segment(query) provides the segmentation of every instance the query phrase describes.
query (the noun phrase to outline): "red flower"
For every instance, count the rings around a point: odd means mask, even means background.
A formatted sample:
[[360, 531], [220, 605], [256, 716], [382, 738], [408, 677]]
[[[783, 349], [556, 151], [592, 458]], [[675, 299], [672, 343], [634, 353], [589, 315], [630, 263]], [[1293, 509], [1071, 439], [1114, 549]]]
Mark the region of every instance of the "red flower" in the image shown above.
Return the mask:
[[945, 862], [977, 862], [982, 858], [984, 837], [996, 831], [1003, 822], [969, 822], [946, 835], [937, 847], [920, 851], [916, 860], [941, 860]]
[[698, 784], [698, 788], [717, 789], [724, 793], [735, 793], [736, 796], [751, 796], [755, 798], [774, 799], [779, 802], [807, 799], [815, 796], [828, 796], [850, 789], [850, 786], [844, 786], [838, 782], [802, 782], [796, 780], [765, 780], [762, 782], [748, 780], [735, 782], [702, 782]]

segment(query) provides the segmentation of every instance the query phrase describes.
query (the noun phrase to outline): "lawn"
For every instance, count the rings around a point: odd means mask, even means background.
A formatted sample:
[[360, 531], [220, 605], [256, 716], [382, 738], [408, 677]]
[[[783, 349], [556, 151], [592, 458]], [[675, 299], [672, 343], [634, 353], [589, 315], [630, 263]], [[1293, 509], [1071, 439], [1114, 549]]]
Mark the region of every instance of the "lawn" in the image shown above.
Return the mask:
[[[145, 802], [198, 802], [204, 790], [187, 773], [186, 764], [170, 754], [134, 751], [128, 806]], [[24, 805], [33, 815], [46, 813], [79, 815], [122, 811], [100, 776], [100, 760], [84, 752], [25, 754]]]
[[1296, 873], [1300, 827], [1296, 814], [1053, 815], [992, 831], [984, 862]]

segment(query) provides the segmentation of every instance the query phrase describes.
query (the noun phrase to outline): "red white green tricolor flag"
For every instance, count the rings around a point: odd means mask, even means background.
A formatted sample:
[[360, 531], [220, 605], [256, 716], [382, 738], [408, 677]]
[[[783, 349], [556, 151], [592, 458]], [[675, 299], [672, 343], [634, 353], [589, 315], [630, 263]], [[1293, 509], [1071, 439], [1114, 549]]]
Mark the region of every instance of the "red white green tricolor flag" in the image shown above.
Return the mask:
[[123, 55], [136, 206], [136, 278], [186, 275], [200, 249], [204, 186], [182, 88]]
----------------
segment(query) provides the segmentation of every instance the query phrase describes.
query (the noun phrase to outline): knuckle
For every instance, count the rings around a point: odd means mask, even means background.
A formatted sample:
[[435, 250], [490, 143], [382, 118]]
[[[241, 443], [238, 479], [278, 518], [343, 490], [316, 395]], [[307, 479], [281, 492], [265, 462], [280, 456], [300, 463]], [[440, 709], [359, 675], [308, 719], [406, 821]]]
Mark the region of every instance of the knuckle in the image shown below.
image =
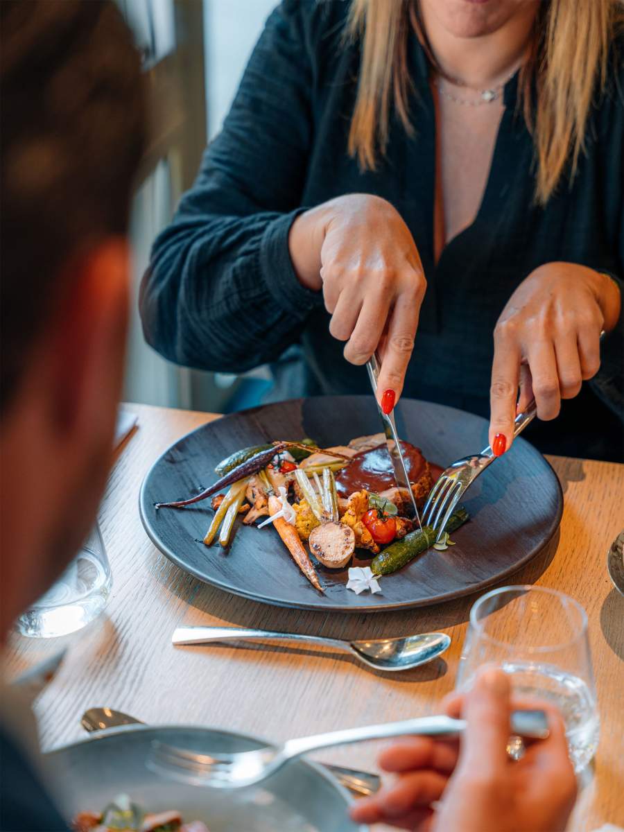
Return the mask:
----------------
Given instruction
Please find every line of the material that contains the word "white" and copy each one, treating uppercase and lowercase as different.

Correct output
query (the noun phrase to outline): "red white green tricolor flag"
Mark the region of every instance of the "red white green tricolor flag" in the image shown above.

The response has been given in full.